TUGAS DAN LATIHAN =>
1 – Menurut teks tentang Yoharni Harjono, di mana dan kapan Yoharni lahir?
2 – Kutiplah bagian teks tentang Yoharni Harjono mulai dari "Tidak berapa lama, pertemuan" sampai dengan "tanah Jawa tersebut.".
3 – Sebutkan semua hal detail dari masa silam yang, menurut teks tentang Yoharni Harjono, selalu bisa diingat Yoharni.

Sempat Tidak Mau Menjadi Guru
Semua bermula dari sejarah. Tanpa sejarah kita akan
sulit untuk melangkah. Tanpa sejarah tidak ada pula hal menarik yang mesti
diingat. Orang yang melupakan sejarah akan tersesat di persimpangan zaman.
Namun sosok kali ini berbeda. Walaupun usianya sudah 80 tahun, ia selalu bisa
mengingat hal-hal detail yang berkenaan dengan perjalanan hidupnya di masa
silam, entah itu nama seseorang, tanggal terjadinya peristiwa, bagaimana
peristiwa itu terjadi, dan lain sebagainya. Yoharni Harjono, hadir mengalirkan
kisah saat dirinya bersama rekan-rekannya yang lain merintis berdirinya Jurusan
Pendidikan Bahasa Indonesia Universitas Negeri Surabaya.
Suasana yang akrab langsung terasa saat tim majalah Unesa
memasuki halaman sebuah rumah di jajaran kompleks
purnawiyata Kampus Unesa Ketintang. Sambutan yang hangat mengantarkan kami menuju sofa
yang berderet di muka rumah. Si empunya rumah tak henti-hentinya menyapa kami
dengan senyumnya yang menyejukkan hati. Ia adalah Yoharni Harjono, mantan dosen dari jurusan Bahasa dan Sastra Indonesia
Universitas Negeri Surabaya.
Tidak berapa lama, pertemuan siang itu langsung mengarah
pada perbincangan yang seru. Yoharni bercerita tentang
perjalanan hidupnya semasa muda sampai ia
menjadi dosen senior di jurusan yang ia rintis sendiri. Yoharni lahir di
Padangpanjang, 11 November 1933. Ayahnya
adalah guru SMA di Bukittinggi, sedangkan ibunya adalah seorang guru
madrasah. Setelah pindah ke Malang, ayah Yoharni mengajar di IKIP Malang,
menjadi pengampu mata kuliah Bahasa Belanda dan Sastra Dunia. Kepindahan Yoharni
dan keluarga ke Malang tidak lain karena ayahnya yang berprestasi sehingga
mendapatkan beasiswa ke tanah Jawa tersebut.
Setelah
lulus SMA di Malang pada tahun 1953, Yoharni pun ingin mewujudkan cita-cita
yang ia pendam sejak kecil, yaitu melanjutkan kuliah ke jurusan hukum. Padahal
waktu itu Yoharni mendapatkan beasiswa untuk melanjutkan sekolah sarjana muda
ke PTPG (Perguruan Tinggi Sekolah Guru).
“Walaupun
kedua orang tua saya adalah guru, saya sama sekali tidak tertarik dengan dunia
pendidikan. Hal itu ditambah pula dengan keinginan ketujuh adik saya yang juga
tidak berminat untuk menjadi seorang pendidik,” ungkap Yoharni dengan gaya
bicaranya yang khas.

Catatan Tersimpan
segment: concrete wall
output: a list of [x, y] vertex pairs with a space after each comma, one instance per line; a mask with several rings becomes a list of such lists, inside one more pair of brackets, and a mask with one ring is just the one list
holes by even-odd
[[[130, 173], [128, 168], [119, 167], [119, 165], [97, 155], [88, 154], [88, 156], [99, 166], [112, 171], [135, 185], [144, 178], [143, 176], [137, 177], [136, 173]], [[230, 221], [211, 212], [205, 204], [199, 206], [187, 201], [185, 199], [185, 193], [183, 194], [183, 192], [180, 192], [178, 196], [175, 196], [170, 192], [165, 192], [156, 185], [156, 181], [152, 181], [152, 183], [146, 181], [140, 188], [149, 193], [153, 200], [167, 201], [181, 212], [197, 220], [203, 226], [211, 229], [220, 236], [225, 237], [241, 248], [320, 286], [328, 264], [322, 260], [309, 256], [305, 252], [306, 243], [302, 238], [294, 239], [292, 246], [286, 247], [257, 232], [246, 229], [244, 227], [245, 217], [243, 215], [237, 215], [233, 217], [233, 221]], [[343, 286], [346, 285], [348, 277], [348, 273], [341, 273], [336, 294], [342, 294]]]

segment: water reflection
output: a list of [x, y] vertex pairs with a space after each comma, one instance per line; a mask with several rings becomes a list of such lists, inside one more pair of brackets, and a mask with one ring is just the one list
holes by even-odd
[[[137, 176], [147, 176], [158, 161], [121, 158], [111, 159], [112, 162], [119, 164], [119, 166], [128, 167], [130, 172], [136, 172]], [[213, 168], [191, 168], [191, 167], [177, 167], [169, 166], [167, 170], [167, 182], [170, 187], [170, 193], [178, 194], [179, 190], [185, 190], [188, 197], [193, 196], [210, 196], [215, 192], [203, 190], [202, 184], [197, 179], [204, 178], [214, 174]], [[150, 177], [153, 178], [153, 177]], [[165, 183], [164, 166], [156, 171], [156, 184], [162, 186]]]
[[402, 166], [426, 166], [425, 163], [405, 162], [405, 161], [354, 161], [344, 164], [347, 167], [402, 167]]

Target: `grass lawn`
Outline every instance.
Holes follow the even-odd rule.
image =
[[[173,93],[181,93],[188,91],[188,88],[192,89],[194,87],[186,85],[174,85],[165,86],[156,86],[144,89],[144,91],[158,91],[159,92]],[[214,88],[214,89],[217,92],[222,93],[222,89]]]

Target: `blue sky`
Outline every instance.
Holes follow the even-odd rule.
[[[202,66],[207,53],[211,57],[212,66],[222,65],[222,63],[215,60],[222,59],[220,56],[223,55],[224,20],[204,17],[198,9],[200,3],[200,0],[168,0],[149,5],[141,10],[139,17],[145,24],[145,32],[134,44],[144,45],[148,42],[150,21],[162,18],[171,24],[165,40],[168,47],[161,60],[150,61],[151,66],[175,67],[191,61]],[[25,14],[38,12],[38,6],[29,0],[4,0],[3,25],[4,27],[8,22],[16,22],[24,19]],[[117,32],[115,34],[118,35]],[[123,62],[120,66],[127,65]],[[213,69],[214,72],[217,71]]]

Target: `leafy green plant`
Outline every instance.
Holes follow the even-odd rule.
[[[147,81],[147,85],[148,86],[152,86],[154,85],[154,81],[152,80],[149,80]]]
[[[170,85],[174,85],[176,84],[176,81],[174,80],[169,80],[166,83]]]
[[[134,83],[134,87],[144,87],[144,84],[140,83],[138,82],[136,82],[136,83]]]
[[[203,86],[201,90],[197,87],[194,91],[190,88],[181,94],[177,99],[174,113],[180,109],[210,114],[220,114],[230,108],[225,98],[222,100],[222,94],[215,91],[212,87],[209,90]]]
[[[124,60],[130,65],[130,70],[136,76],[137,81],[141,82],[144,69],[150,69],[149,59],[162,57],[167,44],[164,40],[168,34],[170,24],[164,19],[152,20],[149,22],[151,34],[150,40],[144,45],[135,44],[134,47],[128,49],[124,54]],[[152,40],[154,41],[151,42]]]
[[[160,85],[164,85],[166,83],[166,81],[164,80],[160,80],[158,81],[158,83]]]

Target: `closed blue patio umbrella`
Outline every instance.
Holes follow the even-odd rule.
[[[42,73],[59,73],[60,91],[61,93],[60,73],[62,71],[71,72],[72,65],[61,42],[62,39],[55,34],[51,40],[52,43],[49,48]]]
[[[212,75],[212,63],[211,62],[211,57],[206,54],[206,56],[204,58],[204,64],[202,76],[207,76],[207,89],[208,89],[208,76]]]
* * *
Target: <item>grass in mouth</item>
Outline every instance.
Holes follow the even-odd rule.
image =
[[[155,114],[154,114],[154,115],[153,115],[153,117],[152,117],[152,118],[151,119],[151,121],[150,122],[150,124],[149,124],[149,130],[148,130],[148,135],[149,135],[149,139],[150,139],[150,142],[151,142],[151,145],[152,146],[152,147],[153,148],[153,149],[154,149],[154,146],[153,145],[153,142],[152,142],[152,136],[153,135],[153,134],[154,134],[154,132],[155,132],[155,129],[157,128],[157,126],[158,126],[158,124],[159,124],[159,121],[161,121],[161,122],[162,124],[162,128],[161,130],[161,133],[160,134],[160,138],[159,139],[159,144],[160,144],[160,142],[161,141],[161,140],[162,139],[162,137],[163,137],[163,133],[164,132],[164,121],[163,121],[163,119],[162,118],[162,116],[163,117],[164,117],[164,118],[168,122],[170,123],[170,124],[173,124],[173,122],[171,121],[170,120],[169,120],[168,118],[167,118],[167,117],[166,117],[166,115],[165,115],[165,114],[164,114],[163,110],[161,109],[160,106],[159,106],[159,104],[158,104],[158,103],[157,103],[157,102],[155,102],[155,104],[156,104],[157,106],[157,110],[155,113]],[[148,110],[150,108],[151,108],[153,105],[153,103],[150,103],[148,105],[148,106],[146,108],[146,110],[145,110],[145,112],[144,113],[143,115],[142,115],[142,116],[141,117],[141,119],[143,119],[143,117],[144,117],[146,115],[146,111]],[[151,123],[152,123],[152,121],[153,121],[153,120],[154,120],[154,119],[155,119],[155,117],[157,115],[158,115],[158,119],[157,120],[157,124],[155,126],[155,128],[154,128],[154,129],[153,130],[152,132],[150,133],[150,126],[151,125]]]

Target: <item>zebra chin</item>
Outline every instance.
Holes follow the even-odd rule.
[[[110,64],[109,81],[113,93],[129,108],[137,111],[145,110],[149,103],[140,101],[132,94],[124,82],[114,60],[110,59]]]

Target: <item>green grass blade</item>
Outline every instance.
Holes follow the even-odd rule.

JAWABAN TUGAS =>
1 – Di Padangpanjang, 11 November 1933.

2 –
Tidak berapa lama, pertemuan siang itu langsung mengarah
pada perbincangan yang seru. Yoharni bercerita tentang
perjalanan hidupnya semasa muda sampai ia
menjadi dosen senior di jurusan yang ia rintis sendiri. Yoharni lahir di
Padangpanjang, 11 November 1933. Ayahnya
adalah guru SMA di Bukittinggi, sedangkan ibunya adalah seorang guru
madrasah. Setelah pindah ke Malang, ayah Yoharni mengajar di IKIP Malang,
menjadi pengampu mata kuliah Bahasa Belanda dan Sastra Dunia. Kepindahan Yoharni
dan keluarga ke Malang tidak lain karena ayahnya yang berprestasi sehingga
mendapatkan beasiswa ke tanah Jawa tersebut.

3 – Nama seseorang, tanggal terjadinya peristiwa, dan bagaimana peristiwa itu terjadi.